*PROVIDED INFORMATION:*

----

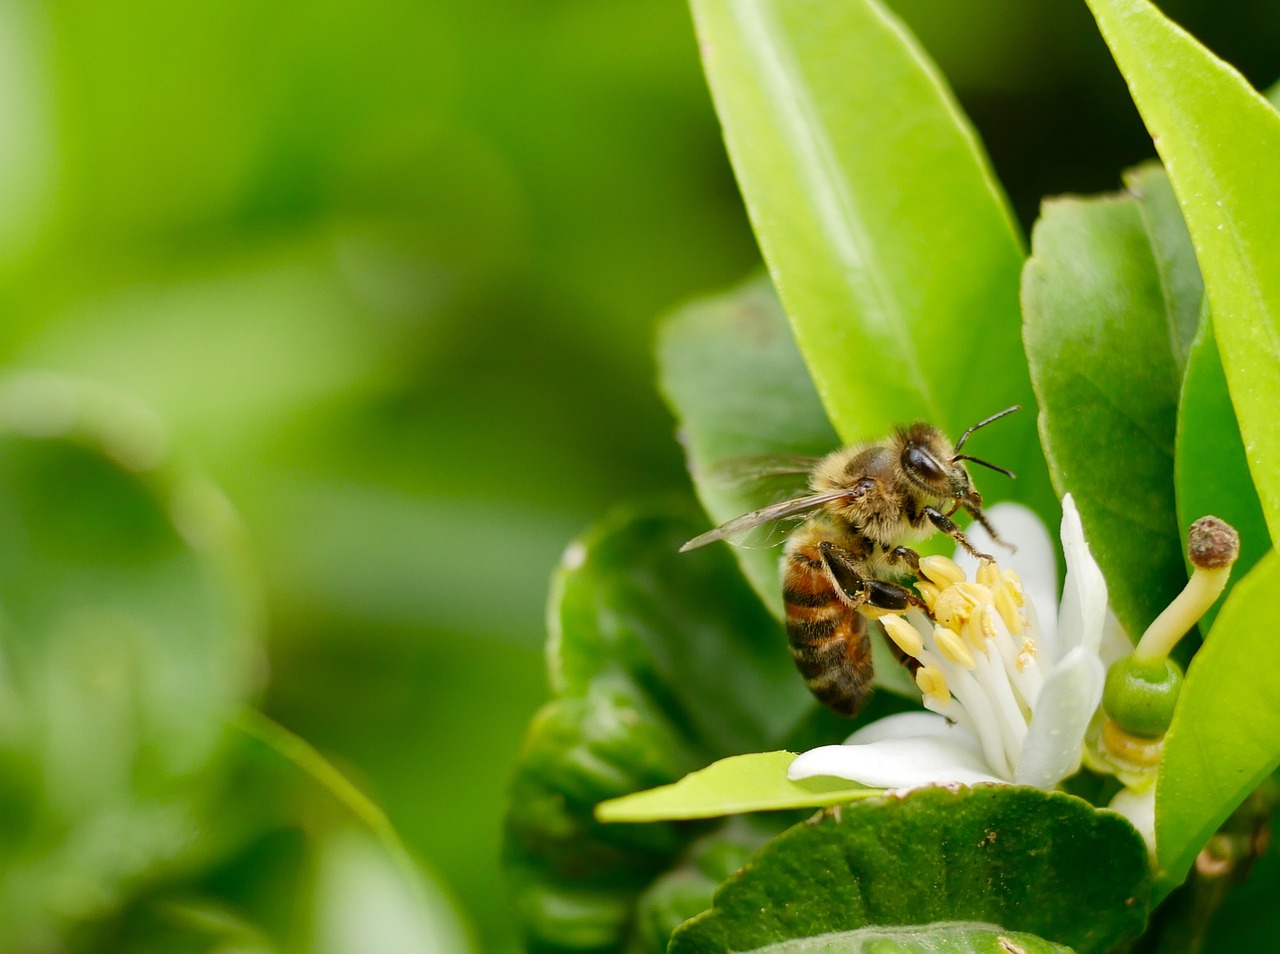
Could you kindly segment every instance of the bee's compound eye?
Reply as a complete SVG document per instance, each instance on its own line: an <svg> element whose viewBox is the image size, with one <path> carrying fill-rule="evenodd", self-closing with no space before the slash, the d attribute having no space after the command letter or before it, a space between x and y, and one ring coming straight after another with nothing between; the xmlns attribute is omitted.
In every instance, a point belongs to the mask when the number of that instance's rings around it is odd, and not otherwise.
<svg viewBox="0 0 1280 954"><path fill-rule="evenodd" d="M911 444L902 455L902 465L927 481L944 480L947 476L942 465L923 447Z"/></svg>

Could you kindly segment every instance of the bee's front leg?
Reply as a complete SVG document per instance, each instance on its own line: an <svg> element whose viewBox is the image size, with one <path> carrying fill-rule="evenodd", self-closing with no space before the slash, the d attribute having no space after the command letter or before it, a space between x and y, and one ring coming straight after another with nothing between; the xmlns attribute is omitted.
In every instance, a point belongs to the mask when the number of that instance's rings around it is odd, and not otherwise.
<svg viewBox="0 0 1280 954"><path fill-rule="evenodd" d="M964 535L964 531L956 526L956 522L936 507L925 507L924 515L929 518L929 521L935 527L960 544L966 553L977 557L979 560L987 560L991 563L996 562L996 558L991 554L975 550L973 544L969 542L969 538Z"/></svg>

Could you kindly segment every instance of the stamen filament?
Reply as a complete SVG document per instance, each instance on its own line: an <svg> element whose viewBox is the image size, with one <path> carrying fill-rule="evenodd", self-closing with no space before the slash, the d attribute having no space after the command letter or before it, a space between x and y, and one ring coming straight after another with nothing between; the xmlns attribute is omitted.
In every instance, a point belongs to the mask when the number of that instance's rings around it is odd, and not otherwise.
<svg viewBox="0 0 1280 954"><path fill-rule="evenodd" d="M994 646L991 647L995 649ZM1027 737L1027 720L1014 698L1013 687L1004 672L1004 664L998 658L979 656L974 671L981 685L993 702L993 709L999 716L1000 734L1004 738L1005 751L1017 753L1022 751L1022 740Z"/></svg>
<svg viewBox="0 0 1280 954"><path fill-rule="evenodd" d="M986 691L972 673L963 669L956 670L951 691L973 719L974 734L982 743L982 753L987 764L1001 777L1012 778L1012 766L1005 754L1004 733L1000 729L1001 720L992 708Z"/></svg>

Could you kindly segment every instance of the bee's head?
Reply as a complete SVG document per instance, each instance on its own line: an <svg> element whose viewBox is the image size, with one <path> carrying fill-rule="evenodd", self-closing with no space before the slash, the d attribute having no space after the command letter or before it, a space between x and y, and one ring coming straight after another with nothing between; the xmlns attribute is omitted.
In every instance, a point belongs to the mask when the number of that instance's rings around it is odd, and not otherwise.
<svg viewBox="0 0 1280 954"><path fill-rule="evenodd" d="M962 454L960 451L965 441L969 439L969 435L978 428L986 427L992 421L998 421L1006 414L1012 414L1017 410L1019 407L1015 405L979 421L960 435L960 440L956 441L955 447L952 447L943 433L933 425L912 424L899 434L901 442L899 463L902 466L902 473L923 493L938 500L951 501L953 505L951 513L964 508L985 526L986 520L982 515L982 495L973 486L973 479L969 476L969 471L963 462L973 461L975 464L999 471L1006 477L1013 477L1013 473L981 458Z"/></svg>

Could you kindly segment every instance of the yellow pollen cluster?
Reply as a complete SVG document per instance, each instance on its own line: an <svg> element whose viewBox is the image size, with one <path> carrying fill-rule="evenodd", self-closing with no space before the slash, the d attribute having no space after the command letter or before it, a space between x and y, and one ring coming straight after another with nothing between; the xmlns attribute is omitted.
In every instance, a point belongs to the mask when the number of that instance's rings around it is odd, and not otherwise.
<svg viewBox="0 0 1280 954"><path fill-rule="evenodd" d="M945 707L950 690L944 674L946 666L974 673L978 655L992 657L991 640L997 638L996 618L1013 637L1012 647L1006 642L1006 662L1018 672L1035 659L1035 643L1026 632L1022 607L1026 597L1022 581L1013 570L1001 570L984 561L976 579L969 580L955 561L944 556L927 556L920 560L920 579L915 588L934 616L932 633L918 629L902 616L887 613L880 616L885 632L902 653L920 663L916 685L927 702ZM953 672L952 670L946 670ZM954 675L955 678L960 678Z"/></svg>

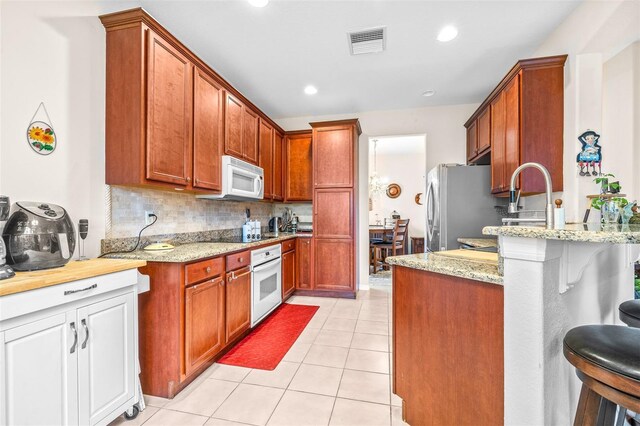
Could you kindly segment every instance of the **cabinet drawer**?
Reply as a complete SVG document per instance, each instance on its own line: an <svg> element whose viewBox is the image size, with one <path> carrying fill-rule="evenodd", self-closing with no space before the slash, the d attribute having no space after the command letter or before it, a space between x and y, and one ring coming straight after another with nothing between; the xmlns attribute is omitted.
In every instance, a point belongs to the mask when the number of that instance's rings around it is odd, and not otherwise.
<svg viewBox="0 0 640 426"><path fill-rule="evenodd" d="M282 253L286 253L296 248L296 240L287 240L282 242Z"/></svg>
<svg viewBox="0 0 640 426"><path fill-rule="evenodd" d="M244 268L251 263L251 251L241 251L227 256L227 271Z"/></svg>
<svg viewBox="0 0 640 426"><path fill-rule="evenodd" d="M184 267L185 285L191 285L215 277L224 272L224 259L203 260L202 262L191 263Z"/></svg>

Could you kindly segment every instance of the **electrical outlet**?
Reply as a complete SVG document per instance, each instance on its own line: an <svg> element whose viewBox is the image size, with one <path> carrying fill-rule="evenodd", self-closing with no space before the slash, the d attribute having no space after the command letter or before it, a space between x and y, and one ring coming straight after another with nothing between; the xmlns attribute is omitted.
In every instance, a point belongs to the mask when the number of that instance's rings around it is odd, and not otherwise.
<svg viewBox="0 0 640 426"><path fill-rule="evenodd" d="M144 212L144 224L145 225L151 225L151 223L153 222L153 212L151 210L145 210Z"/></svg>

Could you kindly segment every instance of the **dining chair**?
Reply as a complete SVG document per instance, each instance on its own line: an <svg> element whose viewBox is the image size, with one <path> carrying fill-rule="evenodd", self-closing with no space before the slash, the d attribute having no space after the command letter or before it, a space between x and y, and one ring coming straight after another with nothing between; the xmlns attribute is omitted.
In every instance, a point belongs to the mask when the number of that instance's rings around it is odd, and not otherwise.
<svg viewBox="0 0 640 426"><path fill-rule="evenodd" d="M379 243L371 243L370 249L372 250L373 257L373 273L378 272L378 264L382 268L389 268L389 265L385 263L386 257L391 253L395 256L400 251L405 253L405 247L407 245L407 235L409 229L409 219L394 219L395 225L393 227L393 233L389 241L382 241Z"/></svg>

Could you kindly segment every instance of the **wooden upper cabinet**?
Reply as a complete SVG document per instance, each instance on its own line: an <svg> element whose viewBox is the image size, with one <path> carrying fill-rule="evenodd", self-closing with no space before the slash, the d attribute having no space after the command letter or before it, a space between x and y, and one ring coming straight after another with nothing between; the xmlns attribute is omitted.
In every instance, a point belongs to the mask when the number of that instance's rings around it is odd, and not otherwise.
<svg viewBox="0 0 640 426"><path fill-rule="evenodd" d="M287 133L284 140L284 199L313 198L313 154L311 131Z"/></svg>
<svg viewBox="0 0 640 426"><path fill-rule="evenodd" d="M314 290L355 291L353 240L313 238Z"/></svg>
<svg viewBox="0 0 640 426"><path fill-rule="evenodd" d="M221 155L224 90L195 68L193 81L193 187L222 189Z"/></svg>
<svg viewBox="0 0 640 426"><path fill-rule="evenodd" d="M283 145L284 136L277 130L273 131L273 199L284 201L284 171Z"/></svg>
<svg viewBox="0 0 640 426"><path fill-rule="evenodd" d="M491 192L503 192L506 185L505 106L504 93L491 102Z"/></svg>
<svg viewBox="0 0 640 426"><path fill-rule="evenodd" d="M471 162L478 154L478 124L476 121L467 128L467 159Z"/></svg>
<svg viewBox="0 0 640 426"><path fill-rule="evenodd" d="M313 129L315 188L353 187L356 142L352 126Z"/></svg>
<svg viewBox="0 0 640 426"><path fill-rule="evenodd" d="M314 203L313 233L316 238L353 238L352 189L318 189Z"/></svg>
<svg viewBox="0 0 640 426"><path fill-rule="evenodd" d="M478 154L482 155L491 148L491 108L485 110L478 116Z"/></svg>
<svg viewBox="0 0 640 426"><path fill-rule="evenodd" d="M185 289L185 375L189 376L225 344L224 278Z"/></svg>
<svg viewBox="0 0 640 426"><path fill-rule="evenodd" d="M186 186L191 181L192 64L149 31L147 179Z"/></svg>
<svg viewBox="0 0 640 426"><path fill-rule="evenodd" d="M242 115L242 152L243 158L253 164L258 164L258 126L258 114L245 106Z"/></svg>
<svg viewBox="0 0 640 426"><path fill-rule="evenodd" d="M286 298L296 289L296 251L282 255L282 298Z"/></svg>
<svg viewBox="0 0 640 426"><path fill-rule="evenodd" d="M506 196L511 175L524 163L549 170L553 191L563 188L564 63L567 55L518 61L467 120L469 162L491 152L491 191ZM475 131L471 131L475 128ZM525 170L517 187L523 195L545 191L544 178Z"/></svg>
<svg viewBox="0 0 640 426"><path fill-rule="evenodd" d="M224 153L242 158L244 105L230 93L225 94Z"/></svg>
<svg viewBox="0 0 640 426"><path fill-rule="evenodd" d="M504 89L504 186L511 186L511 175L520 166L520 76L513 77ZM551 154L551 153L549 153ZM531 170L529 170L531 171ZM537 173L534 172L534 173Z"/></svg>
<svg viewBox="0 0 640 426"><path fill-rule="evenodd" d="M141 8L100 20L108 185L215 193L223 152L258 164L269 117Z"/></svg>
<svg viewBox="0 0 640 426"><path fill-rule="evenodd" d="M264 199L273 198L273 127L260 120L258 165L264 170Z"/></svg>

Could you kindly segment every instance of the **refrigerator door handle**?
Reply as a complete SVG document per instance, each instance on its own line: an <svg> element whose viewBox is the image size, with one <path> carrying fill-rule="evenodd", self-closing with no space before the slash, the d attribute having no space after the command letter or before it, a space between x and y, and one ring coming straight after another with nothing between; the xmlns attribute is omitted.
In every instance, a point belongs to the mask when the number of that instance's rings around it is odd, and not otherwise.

----

*PROBLEM TO WORK ON:* Above are some records; copy exactly the lines from the one with "Could you kindly segment every instance of the **dining" through the one with "Could you kindly segment every instance of the **wooden", both included, and no others.

*TASK RESPONSE:*
Could you kindly segment every instance of the **dining chair**?
Reply as a complete SVG document per instance, each instance on its own line: an <svg> element whose viewBox is the image size, with one <path> carrying fill-rule="evenodd", self-closing with no space before the slash, the d attribute having no space after the command letter or before it, a space between x and y, and one ring coming straight after another with nothing between; the xmlns attribute is omitted.
In every instance, a point belongs to the mask when the number of that instance's rings around it is odd, and not otherwise.
<svg viewBox="0 0 640 426"><path fill-rule="evenodd" d="M379 243L371 243L370 249L372 250L373 257L373 273L378 272L378 264L382 268L389 268L389 265L385 263L386 257L391 253L395 256L400 251L405 253L405 247L407 245L407 235L409 229L409 219L394 219L395 225L393 227L393 233L389 241L382 241Z"/></svg>

Could you kindly segment every instance of the **wooden upper cabinet**?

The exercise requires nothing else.